WHAT IS REQUIRED:
Resume the essay on the art of René Magritte, picking up right after its final sentence.

SELECTED EXCERPT:
The Surreal Is Everyday: The Art of René Magritte, Part 2
III. The Art Imagination Is Both Critical and Kind
In an Aesthetic Realism class I attended in 1964, Eli Siegel showed that aesthetics, the making one of opposites, is the only answer to the shuttling that troubled Magritte as it does most men. He said to me:
In our effort to be strong, we may be unkind. Be kind with accuracy. Accuracy is the cool aspect of kindness. Say something that is sharp and has feeling at once. When we’re kind, we don’t feel sharp. When we’re sharp, we don’t feel kind. Aesthetic Realism says we can be both at the same time. It is necessary to be.
It was necessary for Magritte; all his paintings show this is what he wanted. The painting Intimate Journal, painted in 1951, is a work I care for, because I believe it shows the artist’s deep desire to melt, be kinder, and at the same time maintain himself. Here, one stone man is gently taking out a speck of dirt from another stone man’s eye. Magritte has shown that living men can turn to stone, be unfeeling; then, in an act of kindness, they become softer, yielding with accuracy, sharpness, and point.
Eli Siegel was himself kindness as accuracy, accuracy as kindness, and he taught me a new way of seeing the world, as he might have taught Magritte. The Belgian artist was looking for someone to take impediments from his eyes, too. I think he wanted to be comprehended, as I was.
In a class, Mr. Siegel talked to me about the problem of how to get together kindness and criticism. He said:
In art pity and satire, comprehension and objection can be related and be one. In all art there is compassion. But we so want to be up in arms about the wicked, we have no time to feel, “Isn’t it regrettable things have become that way?”

[Excerpts from a location annotation dataset]
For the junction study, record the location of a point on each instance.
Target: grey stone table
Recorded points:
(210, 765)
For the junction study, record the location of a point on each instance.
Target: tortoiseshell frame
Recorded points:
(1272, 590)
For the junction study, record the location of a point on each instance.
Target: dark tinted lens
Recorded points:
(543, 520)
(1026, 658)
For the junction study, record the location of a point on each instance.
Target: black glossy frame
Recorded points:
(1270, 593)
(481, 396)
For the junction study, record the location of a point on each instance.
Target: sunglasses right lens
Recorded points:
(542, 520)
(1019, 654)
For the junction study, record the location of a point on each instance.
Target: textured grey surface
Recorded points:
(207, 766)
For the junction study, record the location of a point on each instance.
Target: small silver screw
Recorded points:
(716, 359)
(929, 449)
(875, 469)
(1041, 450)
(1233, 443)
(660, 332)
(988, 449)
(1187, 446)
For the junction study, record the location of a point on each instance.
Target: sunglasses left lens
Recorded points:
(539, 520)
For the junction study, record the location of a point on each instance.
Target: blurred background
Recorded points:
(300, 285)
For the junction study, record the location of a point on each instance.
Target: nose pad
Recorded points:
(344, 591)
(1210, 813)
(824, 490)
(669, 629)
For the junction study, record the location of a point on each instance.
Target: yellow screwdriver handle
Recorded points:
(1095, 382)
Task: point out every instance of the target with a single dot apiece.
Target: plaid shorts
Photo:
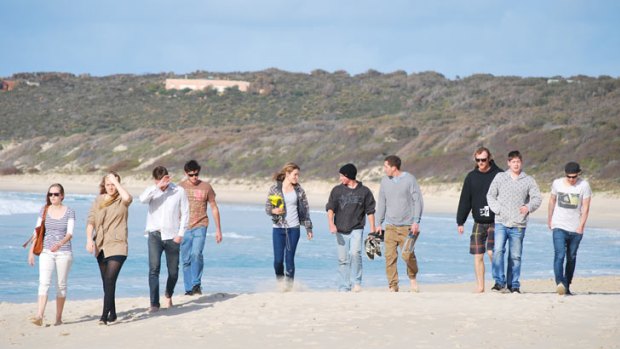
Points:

RESPONSE:
IV. Imagination When Alone and with People
A question I had years ago, which I recognize in Magritte, was: how much to be alone and how much to be with people? My solution then was to have some time when I was part of the crowd, lively, social, funny and having a great time: then, at a certain point I wanted to be alone, having my own grim thoughts, using my imagination to feel unappreciated, misunderstood. At these times, the appearance of other people was an unwelcome, even hostile invasion. In an Aesthetic Realism lesson, Mr. Siegel asked me: “When you are alone, do you like your thoughts about other people? Are they kind? Are you dismissing people?” And he asked me: “When you paint, does it make you kinder to people, or less kind?” I said, “Definitely kinder.”
I wish Magritte could have learned what I did. Patrick Waldberg describes how Magritte was troubled by the difference in the way he felt alone and then with people. He writes:
In daily life he is prey to perpetual ambivalences. On one hand he hates being alone. Yet to have to get out of the house, pay a visit, see people, these are painful prospects for him; nevertheless, out he goes, there’s no holding him back. Contact with fellow men is precious to him, and also unbearable. He is eager to communicate, receptive, hospitable; but it’s not long ere one detects a shadow of disappointment creep over him, sometimes even the beginning of impatience.
Aesthetic Realism teaches that the only way to be alone and be able to trust one’s thoughts is to like the way you think about other people. It is the artist’s purpose, and it should be our purpose all the time.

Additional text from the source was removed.